• _Written task_:
Gather every line in the entries below that contains the word "post", matching case exactly.

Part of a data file
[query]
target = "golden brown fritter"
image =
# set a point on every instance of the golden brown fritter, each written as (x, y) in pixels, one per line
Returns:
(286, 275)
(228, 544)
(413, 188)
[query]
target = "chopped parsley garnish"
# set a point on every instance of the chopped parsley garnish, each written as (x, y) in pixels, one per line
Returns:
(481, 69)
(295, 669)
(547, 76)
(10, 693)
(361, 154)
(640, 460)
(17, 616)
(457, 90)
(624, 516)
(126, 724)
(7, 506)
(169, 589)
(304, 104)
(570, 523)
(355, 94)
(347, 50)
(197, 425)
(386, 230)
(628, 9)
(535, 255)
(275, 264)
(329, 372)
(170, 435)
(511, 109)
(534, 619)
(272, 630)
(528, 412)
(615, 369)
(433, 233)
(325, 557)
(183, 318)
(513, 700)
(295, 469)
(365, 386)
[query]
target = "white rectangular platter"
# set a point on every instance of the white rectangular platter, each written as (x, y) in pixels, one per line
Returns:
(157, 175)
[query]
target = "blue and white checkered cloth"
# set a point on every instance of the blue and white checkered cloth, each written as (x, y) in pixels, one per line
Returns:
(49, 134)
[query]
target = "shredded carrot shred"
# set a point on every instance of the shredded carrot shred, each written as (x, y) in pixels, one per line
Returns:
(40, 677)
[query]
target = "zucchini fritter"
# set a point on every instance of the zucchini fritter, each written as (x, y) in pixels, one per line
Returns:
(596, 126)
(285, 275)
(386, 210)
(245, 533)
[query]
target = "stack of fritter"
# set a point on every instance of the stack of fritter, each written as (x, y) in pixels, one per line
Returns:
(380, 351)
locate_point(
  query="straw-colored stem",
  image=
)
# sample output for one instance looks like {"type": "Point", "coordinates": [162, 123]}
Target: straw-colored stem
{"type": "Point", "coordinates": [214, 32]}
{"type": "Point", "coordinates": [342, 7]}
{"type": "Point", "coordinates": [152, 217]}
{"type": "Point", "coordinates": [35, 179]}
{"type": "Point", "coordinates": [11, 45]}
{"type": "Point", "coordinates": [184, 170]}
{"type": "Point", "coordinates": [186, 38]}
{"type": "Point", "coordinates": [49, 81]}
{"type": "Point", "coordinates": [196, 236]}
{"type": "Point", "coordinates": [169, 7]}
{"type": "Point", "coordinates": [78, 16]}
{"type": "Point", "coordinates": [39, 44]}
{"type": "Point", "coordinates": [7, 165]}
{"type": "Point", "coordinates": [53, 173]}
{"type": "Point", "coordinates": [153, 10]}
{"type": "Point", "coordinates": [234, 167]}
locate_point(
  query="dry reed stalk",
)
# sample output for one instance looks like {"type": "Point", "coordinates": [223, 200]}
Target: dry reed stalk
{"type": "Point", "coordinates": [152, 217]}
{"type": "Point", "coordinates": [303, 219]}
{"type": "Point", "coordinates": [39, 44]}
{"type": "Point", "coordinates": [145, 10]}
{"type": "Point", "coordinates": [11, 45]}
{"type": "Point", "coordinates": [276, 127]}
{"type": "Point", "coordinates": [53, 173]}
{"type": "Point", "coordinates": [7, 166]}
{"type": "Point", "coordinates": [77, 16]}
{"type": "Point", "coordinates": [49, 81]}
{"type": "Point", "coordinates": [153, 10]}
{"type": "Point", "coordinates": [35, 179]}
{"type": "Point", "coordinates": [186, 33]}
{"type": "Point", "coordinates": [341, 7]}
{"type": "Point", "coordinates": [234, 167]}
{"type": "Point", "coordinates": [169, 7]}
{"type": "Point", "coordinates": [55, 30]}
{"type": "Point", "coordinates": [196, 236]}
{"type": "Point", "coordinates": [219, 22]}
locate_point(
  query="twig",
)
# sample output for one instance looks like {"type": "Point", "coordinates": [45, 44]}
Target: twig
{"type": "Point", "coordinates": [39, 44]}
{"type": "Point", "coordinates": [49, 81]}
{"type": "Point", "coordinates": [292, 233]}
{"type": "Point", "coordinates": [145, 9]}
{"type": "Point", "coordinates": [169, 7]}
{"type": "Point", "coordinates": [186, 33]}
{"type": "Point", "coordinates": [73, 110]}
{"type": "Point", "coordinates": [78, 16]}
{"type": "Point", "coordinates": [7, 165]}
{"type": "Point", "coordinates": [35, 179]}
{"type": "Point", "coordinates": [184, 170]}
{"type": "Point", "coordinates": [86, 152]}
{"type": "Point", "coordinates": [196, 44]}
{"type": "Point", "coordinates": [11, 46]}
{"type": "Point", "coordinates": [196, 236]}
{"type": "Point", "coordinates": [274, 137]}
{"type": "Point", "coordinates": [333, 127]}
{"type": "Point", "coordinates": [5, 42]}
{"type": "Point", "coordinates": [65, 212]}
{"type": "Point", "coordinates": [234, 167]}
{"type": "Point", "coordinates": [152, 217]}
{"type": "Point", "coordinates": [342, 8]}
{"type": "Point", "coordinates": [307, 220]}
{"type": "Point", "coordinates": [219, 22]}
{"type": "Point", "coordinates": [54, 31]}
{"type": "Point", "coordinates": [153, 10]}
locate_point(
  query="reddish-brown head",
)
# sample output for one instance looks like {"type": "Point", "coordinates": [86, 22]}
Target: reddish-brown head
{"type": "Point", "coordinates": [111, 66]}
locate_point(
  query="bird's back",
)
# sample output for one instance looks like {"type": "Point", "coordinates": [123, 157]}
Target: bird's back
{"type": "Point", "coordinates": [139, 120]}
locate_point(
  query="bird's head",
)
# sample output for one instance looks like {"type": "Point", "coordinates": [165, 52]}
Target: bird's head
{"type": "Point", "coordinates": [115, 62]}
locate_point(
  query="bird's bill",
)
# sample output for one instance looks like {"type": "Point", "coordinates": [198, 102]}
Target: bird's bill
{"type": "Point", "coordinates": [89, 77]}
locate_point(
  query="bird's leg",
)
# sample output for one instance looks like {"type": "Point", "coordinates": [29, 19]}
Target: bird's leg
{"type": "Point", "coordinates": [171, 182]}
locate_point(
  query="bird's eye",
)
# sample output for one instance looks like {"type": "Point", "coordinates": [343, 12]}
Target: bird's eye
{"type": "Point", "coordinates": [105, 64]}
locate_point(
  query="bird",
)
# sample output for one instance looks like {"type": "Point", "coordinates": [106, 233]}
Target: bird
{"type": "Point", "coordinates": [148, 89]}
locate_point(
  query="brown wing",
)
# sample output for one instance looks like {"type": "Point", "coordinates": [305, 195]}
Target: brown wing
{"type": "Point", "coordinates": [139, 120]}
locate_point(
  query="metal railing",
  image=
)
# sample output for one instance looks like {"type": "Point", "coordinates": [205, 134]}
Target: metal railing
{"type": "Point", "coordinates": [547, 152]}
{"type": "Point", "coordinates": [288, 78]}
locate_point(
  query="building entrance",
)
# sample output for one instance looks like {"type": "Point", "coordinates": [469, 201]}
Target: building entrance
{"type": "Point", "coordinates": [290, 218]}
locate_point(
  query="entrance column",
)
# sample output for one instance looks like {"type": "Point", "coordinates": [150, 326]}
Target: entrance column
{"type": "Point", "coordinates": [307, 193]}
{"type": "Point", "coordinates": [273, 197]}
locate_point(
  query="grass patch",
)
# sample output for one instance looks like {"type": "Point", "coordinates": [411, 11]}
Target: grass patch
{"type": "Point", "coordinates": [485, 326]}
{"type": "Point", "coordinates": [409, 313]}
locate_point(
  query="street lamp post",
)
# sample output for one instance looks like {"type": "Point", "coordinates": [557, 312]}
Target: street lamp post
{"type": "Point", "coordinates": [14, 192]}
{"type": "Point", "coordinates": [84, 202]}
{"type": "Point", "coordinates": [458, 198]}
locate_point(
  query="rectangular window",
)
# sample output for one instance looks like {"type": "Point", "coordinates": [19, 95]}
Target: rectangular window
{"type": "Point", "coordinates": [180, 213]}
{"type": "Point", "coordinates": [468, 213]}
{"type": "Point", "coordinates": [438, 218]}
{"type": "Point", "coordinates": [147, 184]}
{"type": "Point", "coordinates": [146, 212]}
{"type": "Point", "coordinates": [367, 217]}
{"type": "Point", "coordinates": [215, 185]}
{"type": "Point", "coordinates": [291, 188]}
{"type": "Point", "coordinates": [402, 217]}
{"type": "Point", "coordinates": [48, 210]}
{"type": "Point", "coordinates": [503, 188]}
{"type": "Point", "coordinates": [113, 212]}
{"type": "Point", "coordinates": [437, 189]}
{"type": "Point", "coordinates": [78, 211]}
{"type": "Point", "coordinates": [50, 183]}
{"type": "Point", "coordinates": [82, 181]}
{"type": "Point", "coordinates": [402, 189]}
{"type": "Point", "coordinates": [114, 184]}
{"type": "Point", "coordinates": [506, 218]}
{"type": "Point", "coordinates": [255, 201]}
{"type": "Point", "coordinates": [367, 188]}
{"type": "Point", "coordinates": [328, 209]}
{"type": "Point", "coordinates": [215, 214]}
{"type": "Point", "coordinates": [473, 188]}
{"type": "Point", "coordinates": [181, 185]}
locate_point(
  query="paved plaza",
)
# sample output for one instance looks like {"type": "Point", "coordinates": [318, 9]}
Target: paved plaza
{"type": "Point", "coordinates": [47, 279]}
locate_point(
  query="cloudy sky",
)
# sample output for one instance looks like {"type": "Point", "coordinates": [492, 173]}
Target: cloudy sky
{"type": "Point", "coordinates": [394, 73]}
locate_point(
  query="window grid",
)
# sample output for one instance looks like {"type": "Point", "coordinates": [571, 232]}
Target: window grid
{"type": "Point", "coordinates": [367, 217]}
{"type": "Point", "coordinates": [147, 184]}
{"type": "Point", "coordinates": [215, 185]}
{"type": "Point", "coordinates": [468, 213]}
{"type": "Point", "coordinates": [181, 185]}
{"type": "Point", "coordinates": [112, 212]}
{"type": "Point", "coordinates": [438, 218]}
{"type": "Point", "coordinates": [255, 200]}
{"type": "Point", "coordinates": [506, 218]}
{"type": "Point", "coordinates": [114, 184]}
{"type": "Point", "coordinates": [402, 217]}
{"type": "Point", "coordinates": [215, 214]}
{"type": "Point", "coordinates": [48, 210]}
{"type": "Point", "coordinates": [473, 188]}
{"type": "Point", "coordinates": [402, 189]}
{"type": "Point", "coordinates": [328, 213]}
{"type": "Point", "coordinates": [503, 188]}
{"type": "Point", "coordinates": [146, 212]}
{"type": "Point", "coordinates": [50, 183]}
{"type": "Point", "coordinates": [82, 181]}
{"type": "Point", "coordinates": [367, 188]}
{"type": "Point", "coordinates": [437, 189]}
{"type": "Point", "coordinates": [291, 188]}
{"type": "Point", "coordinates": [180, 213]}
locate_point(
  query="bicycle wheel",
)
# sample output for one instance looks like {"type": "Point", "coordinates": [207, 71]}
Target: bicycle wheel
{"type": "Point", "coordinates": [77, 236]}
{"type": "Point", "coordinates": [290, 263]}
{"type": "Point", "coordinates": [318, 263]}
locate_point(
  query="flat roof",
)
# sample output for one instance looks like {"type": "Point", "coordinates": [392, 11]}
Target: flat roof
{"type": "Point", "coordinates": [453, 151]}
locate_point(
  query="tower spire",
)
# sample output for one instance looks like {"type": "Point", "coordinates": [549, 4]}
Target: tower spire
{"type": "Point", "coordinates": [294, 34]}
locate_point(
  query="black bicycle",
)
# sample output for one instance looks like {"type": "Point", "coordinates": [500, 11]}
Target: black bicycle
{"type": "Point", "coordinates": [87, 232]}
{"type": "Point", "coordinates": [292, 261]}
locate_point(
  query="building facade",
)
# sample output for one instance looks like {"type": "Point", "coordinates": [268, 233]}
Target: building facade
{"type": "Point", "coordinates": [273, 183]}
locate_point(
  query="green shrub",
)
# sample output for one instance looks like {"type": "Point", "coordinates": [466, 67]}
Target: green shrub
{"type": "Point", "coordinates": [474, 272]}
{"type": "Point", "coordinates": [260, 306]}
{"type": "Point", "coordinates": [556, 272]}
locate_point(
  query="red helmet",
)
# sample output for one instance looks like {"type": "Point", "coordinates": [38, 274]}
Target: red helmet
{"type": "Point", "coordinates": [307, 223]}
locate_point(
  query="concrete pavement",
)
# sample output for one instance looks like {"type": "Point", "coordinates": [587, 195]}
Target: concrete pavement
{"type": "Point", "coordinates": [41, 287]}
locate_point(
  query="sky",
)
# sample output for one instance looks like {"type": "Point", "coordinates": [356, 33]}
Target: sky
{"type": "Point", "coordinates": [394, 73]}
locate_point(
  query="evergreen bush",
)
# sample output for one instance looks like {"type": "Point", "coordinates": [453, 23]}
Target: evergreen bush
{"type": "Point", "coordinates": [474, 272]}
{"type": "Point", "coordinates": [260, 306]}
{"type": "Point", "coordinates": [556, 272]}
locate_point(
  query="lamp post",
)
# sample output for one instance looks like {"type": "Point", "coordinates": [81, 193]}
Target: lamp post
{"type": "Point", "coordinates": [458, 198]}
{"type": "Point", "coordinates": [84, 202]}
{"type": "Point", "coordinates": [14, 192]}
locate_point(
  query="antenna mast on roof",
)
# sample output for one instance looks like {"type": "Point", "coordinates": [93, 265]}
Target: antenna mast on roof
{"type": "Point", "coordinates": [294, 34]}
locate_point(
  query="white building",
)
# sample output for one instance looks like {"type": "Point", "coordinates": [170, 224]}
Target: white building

• _Task response_:
  query="street lamp post",
Target: street lamp post
  query="lamp post",
Target: lamp post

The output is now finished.